**AIM 1:** Reproduce the part of the infrastructure passage that opens with the words containing "Understanding the effect" and closes with "in most cases.".

**TEXT PROVIDED:**
-- begin --
Understanding the effect of macroeconomic events on the fundamental values of stocks provides investors with agility in shaping a resilient portfolio. In a new white paper, portfolio manager Nick Langley (pictured) examined the impact of six short- and long-term economic scenarios, including a severe credit event and stagflation, on Clearbridge’s Global Infrastructure Income Strategy, and found macroeconomic changes would have positive effects on returns in most cases.

Infrastructure can broadly be divided into two subsectors: regulated and contracted utilities, considered more defensive, and the more economically sensitive “user pays” infrastructure such as airports and toll roads. Both subsectors provide exposure to an uncorrelated asset class that can offset higher interest rates and inflation, with the potential to maximise upside and downside capture through active portfolio rebalancing.

  • The utilities subsector, according to Langley, is “the very defensive end of infrastructure, and the very, very defensive end of markets generally”. With fewer companies in the space and a regulator matching their pricing models to the current economic environment, utilities have power to pass changes in bond yields and inflation through to their customers.

    In contrast, he said, “think about user-pays as being linked to business cycles because they’re usage-based assets, and think about them as longer-duration assets because they don’t have the ability to reset their prices based on changes in bond yields”.
-- end --
**PROVIDED DATA:**
-- begin --
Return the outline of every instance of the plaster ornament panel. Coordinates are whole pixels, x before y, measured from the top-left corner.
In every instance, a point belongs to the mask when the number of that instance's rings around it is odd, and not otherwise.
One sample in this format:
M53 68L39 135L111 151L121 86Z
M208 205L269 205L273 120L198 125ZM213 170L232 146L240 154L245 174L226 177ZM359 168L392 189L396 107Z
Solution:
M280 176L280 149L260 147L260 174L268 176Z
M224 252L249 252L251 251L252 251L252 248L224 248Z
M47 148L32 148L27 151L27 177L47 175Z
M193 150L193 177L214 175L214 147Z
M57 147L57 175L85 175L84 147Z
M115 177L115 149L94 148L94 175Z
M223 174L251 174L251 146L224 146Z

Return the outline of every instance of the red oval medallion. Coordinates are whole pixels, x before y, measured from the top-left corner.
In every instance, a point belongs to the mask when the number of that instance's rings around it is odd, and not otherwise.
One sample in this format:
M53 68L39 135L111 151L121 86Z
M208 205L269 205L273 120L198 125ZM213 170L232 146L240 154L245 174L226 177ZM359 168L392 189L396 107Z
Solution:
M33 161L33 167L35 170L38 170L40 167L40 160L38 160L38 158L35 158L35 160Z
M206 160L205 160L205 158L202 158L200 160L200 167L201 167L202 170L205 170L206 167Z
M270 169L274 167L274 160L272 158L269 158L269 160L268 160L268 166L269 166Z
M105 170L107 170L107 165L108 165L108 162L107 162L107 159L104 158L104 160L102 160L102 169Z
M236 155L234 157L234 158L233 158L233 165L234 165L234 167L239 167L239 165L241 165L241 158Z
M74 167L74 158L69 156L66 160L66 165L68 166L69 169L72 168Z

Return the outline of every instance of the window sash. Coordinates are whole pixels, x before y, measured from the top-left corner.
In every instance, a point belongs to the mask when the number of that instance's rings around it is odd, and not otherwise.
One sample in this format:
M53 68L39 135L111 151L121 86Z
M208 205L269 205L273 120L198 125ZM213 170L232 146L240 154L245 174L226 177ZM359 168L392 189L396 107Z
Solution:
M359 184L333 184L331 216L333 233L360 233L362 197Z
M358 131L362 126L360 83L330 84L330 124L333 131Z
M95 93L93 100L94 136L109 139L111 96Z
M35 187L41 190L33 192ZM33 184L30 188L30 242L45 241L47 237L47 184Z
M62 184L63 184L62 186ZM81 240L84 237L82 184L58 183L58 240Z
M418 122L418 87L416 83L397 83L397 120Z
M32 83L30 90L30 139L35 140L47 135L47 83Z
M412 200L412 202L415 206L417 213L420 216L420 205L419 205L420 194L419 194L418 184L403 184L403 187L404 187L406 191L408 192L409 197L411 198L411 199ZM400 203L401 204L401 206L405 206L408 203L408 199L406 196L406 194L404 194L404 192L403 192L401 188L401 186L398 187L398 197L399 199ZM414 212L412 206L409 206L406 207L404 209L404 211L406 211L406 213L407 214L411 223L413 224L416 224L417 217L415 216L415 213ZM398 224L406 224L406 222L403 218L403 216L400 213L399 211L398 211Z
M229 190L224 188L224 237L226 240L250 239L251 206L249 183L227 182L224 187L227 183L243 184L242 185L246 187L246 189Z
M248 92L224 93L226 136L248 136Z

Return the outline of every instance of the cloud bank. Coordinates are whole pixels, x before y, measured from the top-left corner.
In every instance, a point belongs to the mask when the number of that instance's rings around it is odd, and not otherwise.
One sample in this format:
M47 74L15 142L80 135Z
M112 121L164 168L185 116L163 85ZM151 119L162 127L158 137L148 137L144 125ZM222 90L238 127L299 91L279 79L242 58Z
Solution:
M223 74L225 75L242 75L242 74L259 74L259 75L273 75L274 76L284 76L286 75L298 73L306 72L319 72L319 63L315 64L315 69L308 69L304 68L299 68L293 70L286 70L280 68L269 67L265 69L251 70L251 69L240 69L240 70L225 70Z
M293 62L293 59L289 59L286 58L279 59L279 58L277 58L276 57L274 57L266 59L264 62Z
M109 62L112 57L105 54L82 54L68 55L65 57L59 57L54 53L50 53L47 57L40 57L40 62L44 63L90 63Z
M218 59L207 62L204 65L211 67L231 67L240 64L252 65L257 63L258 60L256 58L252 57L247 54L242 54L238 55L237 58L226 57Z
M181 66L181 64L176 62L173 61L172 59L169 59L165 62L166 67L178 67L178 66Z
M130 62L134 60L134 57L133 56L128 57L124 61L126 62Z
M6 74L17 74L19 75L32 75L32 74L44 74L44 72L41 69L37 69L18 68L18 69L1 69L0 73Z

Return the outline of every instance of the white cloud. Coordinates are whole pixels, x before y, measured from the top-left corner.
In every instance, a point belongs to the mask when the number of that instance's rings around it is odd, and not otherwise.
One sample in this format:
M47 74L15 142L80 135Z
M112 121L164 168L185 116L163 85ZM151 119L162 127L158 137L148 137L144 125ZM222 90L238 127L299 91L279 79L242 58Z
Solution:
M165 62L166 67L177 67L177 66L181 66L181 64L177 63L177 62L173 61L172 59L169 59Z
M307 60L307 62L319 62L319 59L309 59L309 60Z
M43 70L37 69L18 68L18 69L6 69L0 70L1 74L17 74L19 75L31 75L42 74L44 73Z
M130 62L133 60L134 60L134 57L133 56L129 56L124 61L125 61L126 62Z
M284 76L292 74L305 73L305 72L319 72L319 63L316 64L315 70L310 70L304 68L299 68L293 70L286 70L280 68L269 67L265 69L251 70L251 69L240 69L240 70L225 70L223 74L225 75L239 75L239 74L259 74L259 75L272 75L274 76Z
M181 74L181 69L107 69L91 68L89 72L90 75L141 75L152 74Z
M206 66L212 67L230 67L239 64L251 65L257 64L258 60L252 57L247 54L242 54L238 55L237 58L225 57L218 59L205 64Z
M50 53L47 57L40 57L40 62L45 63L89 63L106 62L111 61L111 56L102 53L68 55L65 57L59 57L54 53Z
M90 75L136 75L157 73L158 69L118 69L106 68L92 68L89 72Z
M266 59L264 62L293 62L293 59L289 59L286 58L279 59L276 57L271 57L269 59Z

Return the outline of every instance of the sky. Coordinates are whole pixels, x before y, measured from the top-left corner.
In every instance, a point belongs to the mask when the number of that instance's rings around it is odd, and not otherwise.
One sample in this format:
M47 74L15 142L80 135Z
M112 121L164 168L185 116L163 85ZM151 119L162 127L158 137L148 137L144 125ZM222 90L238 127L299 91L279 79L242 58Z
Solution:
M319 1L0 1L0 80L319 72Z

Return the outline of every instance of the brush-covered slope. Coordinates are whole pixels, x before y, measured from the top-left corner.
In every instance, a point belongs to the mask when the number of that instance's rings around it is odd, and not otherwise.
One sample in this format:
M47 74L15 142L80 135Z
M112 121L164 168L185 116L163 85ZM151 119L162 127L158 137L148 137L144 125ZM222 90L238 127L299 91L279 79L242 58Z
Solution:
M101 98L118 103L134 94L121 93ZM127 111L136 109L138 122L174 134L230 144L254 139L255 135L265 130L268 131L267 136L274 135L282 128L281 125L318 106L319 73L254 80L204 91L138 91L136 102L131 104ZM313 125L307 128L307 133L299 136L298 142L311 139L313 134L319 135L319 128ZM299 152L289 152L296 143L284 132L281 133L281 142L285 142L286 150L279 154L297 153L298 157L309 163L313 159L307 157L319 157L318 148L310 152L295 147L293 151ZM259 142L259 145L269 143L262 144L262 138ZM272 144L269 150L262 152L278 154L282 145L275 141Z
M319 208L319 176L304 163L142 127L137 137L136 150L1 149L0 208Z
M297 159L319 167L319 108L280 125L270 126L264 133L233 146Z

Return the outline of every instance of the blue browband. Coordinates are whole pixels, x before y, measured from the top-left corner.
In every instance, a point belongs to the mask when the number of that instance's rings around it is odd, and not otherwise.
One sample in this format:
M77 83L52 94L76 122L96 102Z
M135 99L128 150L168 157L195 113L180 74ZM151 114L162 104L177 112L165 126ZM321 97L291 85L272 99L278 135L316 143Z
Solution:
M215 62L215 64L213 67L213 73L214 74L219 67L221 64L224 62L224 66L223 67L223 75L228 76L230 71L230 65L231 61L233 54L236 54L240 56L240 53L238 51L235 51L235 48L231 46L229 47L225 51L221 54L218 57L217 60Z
-- end --
**AIM 2:** In the entries, take the part that opens with the line containing "Return the outline of every instance of the blue" and runs through the end of the entries. Rewrite only that part, changing "browband" to "brow strap" and keeping every other character the same.

**FULL OUTPUT 1:**
Understanding the effect of macroeconomic events on the fundamental values of stocks provides investors with agility in shaping a resilient portfolio. In a new white paper, portfolio manager Nick Langley (pictured) examined the impact of six short- and long-term economic scenarios, including a severe credit event and stagflation, on Clearbridge’s Global Infrastructure Income Strategy, and found macroeconomic changes would have positive effects on returns in most cases.

**FULL OUTPUT 2:**
Return the outline of every instance of the blue brow strap. Coordinates are whole pixels, x before y, measured from the top-left corner.
In every instance, a point belongs to the mask when the number of that instance's rings around it is odd, and not otherwise.
One sample in this format:
M77 83L52 94L76 122L96 102Z
M135 99L128 150L168 157L195 113L180 74ZM151 114L162 104L177 112L165 126ZM321 97L291 85L272 99L278 135L316 143Z
Solution:
M215 62L215 64L213 67L213 73L214 74L219 67L221 64L224 62L224 66L223 67L223 75L228 76L230 71L230 65L231 61L233 54L236 54L240 56L240 53L238 51L235 51L235 48L231 46L229 47L225 51L221 54L218 57L217 60Z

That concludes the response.